> **Task instructions**
Edit the rows from the line containing "In this exercise you will label the tomato half" through the end of the rows, replacing "garlic skin" with "garlic peel" and leaving everything else unchanged. Return only those rows.

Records

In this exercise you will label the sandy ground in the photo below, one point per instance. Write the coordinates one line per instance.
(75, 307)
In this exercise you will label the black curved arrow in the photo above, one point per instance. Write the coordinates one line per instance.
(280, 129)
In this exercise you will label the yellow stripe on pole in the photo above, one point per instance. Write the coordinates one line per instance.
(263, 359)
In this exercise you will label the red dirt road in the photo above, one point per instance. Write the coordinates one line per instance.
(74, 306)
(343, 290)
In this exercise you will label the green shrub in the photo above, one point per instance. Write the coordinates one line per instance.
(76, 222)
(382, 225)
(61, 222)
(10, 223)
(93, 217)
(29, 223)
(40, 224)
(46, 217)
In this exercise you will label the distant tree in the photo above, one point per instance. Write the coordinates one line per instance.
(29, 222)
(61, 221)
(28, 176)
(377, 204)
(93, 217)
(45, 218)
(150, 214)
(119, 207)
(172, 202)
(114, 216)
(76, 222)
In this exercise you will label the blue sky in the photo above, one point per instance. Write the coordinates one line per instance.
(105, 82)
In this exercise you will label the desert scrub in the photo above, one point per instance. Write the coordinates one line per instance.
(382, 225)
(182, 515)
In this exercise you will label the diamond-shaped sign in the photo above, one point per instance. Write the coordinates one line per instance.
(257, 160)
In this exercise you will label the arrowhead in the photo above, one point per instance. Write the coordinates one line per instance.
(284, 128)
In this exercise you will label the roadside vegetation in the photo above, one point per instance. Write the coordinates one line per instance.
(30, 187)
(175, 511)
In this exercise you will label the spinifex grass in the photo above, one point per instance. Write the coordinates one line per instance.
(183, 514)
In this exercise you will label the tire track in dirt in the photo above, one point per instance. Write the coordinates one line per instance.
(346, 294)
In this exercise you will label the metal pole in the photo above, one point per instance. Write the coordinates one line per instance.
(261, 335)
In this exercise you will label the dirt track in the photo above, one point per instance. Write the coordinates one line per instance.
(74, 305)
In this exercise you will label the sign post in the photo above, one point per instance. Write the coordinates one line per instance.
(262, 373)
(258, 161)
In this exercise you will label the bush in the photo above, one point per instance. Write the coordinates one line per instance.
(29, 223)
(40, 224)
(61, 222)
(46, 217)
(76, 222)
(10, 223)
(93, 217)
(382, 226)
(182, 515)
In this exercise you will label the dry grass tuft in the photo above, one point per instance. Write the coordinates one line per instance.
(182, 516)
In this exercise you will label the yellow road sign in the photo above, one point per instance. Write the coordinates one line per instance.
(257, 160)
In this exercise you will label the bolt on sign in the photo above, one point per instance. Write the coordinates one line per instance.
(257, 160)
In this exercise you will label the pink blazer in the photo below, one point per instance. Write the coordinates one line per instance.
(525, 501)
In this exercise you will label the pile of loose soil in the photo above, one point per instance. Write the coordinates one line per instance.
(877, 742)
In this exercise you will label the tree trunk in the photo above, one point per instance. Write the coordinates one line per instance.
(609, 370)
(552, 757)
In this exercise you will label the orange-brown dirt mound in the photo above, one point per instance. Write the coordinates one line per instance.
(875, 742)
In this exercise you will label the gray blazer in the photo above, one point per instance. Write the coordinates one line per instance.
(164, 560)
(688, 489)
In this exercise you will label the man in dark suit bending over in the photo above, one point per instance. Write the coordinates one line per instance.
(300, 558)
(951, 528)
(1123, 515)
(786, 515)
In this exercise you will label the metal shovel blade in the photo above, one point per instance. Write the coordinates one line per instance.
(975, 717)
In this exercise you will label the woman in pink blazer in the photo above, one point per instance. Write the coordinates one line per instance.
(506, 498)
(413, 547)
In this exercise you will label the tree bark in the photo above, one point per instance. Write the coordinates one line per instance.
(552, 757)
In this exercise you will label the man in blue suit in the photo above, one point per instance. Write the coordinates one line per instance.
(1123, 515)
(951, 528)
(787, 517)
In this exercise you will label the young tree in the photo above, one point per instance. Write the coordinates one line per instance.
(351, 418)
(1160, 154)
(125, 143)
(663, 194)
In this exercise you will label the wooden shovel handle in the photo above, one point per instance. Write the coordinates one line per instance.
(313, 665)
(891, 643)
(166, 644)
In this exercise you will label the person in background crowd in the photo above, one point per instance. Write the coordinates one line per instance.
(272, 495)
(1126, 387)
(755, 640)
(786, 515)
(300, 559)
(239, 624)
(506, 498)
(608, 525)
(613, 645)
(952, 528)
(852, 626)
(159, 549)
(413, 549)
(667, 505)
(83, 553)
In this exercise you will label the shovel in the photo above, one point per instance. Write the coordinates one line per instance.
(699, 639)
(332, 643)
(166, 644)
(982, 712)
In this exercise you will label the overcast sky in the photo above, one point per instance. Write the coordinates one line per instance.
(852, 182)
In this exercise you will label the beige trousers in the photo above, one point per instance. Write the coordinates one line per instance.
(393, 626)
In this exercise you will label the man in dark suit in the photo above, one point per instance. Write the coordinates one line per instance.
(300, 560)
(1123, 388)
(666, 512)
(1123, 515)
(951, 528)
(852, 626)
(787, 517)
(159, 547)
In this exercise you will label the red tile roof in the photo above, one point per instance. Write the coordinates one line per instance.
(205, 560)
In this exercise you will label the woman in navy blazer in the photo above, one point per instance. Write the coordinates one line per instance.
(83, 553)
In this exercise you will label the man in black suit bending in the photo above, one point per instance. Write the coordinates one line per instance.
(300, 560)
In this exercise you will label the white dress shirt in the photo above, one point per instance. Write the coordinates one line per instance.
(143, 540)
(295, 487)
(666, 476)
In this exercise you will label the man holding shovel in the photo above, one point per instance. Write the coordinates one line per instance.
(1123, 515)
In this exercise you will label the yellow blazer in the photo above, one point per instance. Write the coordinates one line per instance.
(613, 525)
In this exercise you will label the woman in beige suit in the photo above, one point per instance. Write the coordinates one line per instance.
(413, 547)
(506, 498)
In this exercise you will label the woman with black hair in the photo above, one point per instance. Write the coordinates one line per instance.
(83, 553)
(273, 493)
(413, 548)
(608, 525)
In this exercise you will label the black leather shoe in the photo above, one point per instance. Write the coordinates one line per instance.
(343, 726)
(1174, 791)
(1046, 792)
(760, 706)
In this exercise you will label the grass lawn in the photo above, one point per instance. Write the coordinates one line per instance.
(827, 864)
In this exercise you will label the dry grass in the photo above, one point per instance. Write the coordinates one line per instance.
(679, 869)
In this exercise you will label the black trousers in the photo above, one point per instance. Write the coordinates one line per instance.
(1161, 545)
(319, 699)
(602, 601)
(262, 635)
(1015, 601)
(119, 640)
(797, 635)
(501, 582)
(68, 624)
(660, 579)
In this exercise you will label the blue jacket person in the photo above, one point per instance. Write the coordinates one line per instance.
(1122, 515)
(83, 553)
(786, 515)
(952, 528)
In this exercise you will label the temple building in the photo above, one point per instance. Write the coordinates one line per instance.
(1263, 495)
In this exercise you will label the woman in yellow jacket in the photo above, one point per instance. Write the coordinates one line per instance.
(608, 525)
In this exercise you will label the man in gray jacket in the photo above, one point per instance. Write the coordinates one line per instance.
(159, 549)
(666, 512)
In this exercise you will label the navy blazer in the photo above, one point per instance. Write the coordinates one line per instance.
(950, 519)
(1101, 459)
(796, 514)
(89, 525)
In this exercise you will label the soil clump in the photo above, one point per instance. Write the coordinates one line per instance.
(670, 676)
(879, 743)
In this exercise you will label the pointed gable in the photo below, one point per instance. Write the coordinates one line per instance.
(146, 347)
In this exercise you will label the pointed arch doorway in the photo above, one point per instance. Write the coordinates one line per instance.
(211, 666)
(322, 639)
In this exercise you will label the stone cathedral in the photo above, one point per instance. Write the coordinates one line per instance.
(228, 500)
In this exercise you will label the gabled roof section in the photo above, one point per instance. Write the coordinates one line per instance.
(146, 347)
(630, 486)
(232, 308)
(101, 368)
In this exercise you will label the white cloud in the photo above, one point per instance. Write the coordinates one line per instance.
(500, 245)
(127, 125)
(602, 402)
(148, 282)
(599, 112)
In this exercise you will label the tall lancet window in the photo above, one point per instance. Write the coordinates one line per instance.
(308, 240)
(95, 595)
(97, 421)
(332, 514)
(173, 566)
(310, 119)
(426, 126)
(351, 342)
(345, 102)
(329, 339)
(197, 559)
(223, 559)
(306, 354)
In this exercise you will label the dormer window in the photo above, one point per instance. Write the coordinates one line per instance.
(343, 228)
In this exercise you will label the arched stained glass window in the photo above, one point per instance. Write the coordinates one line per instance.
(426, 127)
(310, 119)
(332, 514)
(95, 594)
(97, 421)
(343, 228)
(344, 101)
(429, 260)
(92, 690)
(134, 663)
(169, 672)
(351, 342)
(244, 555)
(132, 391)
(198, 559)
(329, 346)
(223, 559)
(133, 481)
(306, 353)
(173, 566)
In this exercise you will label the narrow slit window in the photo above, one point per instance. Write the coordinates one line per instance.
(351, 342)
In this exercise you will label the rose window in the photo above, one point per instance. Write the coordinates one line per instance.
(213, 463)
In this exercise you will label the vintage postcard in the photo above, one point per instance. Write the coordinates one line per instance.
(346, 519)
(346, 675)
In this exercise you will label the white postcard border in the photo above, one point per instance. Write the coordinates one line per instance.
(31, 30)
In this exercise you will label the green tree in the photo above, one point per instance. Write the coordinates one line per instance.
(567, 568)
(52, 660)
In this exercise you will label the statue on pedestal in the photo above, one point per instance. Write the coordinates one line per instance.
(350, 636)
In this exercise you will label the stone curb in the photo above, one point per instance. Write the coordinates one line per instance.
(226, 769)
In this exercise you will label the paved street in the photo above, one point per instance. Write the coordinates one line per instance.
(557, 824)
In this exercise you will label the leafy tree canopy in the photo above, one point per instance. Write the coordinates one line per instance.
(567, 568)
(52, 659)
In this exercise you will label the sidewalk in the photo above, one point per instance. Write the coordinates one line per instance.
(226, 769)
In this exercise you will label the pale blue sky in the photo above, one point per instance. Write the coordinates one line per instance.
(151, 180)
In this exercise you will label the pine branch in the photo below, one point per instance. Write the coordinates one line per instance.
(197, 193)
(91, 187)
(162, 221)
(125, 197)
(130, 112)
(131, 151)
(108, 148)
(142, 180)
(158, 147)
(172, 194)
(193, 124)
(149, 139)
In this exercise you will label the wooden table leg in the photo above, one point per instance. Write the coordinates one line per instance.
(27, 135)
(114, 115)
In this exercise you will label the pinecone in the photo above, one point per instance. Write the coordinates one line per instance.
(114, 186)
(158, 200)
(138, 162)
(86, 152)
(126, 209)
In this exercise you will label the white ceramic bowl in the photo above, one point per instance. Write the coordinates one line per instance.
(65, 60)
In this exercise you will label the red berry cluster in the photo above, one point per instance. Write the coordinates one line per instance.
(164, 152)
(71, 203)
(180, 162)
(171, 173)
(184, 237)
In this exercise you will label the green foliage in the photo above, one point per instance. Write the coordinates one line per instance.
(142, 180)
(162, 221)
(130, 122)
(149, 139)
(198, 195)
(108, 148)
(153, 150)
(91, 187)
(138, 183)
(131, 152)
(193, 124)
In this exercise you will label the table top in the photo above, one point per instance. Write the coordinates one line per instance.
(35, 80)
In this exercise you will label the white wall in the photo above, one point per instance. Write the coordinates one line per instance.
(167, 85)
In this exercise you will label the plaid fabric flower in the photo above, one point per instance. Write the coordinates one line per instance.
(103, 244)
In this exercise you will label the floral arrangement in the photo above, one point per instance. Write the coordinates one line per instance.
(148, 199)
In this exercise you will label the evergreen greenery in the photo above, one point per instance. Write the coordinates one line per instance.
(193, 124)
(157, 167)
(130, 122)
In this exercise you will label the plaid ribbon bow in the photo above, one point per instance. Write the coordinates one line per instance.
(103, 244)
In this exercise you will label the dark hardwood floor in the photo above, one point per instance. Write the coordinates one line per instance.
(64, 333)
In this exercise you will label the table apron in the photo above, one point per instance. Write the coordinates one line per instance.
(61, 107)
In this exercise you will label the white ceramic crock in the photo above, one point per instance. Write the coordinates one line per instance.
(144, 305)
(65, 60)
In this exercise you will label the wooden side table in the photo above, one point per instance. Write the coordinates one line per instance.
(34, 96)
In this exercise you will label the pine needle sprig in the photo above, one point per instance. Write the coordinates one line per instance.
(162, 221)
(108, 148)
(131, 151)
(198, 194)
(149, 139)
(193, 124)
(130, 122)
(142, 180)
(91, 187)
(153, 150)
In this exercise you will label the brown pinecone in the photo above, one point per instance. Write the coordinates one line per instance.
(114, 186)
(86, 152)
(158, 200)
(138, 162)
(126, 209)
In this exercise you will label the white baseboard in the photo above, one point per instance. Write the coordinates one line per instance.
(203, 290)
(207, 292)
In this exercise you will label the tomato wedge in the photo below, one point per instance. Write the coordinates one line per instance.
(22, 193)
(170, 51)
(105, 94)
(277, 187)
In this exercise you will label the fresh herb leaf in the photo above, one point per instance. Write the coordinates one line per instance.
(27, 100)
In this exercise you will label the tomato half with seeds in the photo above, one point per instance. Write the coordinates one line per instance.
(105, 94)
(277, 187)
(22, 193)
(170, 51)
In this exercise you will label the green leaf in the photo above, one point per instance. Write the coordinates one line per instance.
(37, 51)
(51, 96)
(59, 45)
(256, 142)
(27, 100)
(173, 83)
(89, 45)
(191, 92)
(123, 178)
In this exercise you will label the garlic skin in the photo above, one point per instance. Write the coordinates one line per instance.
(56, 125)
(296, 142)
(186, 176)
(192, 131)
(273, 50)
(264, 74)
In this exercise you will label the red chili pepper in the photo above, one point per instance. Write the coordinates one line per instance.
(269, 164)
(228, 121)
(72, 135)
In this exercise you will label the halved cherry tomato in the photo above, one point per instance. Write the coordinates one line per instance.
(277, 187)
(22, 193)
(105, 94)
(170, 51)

> **Answer to the problem**
In this exercise you will label the tomato half with seeds in the photo above, one point per instance. Write the coordinates one line per instance.
(105, 94)
(277, 187)
(22, 193)
(170, 51)
In this exercise you will label the green leaf in the photo above, one point per instance. Write the coordinates one line per instance.
(37, 51)
(51, 96)
(59, 45)
(256, 142)
(27, 100)
(173, 83)
(89, 45)
(191, 92)
(123, 178)
In this exercise you will label the garlic peel in the photo above, one point per instance. Write the coordinates one line per instance.
(56, 125)
(296, 142)
(186, 176)
(192, 131)
(273, 50)
(264, 74)
In this exercise you will label the red chili pepper in the photo above, one point per instance. Write the coordinates one line per instance.
(269, 164)
(228, 121)
(72, 135)
In this exercise you will label the halved cherry tomato in the photo above, one point per instance. Write the coordinates one line per instance.
(277, 187)
(22, 193)
(105, 94)
(170, 51)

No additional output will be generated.